Output the entries below unchanged, except for the pictures.

• [Data]:

● ● ● ● ●

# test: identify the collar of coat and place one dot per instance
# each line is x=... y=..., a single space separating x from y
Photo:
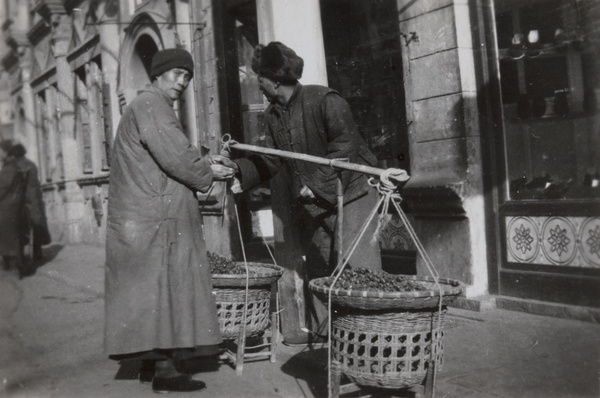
x=161 y=93
x=291 y=101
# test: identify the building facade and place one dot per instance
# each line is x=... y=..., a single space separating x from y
x=490 y=105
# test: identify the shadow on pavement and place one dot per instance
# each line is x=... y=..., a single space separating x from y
x=49 y=253
x=310 y=365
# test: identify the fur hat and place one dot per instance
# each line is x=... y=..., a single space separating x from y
x=6 y=146
x=277 y=62
x=18 y=150
x=171 y=58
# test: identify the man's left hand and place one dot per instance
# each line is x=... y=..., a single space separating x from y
x=221 y=173
x=306 y=193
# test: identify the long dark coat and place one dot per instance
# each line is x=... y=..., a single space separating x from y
x=12 y=202
x=35 y=211
x=158 y=281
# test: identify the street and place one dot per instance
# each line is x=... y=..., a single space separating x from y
x=52 y=331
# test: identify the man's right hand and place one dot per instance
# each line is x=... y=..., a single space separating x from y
x=225 y=161
x=221 y=173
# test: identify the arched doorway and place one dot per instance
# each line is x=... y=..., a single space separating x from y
x=143 y=40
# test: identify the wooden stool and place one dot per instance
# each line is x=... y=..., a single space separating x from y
x=269 y=339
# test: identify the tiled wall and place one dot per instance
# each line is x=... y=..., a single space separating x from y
x=563 y=241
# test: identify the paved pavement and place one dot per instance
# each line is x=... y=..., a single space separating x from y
x=51 y=327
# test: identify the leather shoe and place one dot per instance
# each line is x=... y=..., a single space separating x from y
x=147 y=370
x=183 y=383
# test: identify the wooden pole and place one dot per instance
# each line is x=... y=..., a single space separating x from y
x=335 y=163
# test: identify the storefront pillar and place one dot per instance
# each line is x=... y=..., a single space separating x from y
x=445 y=192
x=108 y=31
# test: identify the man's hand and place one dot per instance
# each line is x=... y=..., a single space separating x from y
x=221 y=173
x=306 y=193
x=225 y=161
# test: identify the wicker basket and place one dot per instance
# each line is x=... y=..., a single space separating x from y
x=260 y=275
x=230 y=296
x=387 y=350
x=369 y=300
x=230 y=310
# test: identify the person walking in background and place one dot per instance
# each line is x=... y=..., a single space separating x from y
x=313 y=120
x=36 y=228
x=12 y=202
x=158 y=287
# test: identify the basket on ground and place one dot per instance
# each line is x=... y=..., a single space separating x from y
x=370 y=300
x=230 y=297
x=387 y=350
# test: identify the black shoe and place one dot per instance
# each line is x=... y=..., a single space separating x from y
x=147 y=370
x=183 y=383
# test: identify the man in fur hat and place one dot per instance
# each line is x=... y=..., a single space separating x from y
x=158 y=290
x=313 y=120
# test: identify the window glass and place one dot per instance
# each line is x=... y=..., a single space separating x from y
x=549 y=79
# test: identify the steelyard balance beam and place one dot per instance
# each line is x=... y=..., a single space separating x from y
x=397 y=174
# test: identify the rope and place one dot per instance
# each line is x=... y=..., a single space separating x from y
x=244 y=313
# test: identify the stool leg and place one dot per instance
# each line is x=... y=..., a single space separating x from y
x=274 y=321
x=336 y=377
x=430 y=380
x=241 y=349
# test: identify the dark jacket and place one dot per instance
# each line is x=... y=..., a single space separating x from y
x=158 y=288
x=12 y=202
x=316 y=121
x=35 y=212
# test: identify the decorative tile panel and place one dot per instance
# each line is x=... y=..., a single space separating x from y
x=562 y=241
x=393 y=234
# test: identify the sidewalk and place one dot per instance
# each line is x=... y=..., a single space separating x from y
x=51 y=346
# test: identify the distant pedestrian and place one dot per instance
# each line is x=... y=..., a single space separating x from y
x=158 y=282
x=12 y=202
x=36 y=230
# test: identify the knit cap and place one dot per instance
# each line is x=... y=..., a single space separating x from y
x=171 y=58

● ● ● ● ●

• [Output for this task]:
# test: identify the collar of coat and place one dot per instance
# each line is x=... y=..., a single space separating x from y
Photo:
x=161 y=93
x=291 y=101
# test: identify the building facade and place one dot per instance
# each line is x=... y=..., a single space separating x from y
x=490 y=105
# test: identify the shadow on pavement and place one dot per instance
# each line is x=... y=..., a single space separating x from y
x=49 y=253
x=310 y=365
# test: identify the fur hat and place one dot per instance
# each line is x=... y=..., a single space separating x from y
x=6 y=146
x=277 y=62
x=18 y=150
x=171 y=58
# test: identify the man's left hand and place one dot per instance
# each line is x=... y=..., a single space separating x from y
x=221 y=173
x=306 y=193
# test: identify the long dark coat and place one dot per instance
# each line is x=... y=..., a single space separating x from y
x=12 y=202
x=35 y=211
x=158 y=281
# test: identify the street and place one dot per instance
# each line is x=... y=..., a single space separating x from y
x=52 y=331
# test: identify the man's right hand and place one dot per instance
# each line is x=... y=..., a single space separating x from y
x=225 y=161
x=221 y=173
# test: identify the arched doorway and place one dot per instance
# each line is x=... y=..., a single space separating x from y
x=143 y=40
# test: identify the wooden stool and place one dot per instance
# each line is x=... y=..., a single space separating x from y
x=269 y=339
# test: identify the tiled wall and place one dot per instance
# each line is x=... y=..., a single space separating x from y
x=563 y=241
# test: identify the paved pavement and place one dot per instance
# each line is x=... y=..., a single space separating x from y
x=51 y=327
# test: identify the leather shoe and place one dot per instance
# each line is x=... y=..., a single space separating x from y
x=147 y=370
x=183 y=383
# test: identify the wooden pole and place one dot per instance
# each line is x=... y=..., a single space separating x from y
x=335 y=163
# test: identify the storefront pillar and place one dot per instance
# each line is x=... y=..., a single space separating x from y
x=445 y=192
x=108 y=31
# test: identify the man's hand and place one dot per instance
# each line is x=... y=..., a single space separating x from y
x=221 y=173
x=306 y=193
x=225 y=161
# test: identify the wicker basket and place one dot per instance
# each line is x=... y=..., a single space separating x from y
x=260 y=275
x=230 y=296
x=387 y=350
x=369 y=300
x=230 y=310
# test: identify the person walking in background and place one dot per instance
# each line is x=... y=..., a single space separating x from y
x=313 y=120
x=36 y=228
x=12 y=202
x=158 y=287
# test: identify the basket on ground and place one dot per instance
# each line is x=... y=..., a single space separating x from y
x=370 y=300
x=230 y=297
x=387 y=350
# test: identify the black shoe and place one dot per instance
# each line is x=... y=..., a single space separating x from y
x=147 y=370
x=183 y=383
# test: identify the man in fur hat and place one dot per instance
# each line is x=... y=..., a single space separating x from y
x=158 y=290
x=313 y=120
# test: identify the window glass and place one dot per instance
# each line is x=... y=..., a single space separating x from y
x=549 y=79
# test: identify the steelyard balance beam and place one dot per instance
# each line is x=... y=..., a single space separating x from y
x=397 y=174
# test: identify the rope and place one dot per instance
# each line is x=... y=..., a single space separating x from y
x=244 y=313
# test: identify the stool leg and place one dot per instance
# each line is x=... y=..., a single space separating x from y
x=274 y=321
x=336 y=377
x=430 y=380
x=241 y=349
# test: identify the dark jacket and place one dot per instance
# each line is x=... y=..., a single space separating x from y
x=158 y=288
x=12 y=202
x=316 y=121
x=35 y=212
# test: identify the decorative tile panel and place one dot per instance
# each line is x=... y=..., a single space separating x from y
x=562 y=241
x=393 y=234
# test: identify the sidewalk and place one dot per instance
# each line is x=... y=..., a single space separating x from y
x=51 y=346
# test: identify the distant pedestrian and place one dot per instance
# each line is x=... y=..., a single space separating x from y
x=158 y=282
x=12 y=202
x=36 y=230
# test: identify the knit cap and place one dot per instance
# each line is x=... y=..., a single space separating x from y
x=171 y=58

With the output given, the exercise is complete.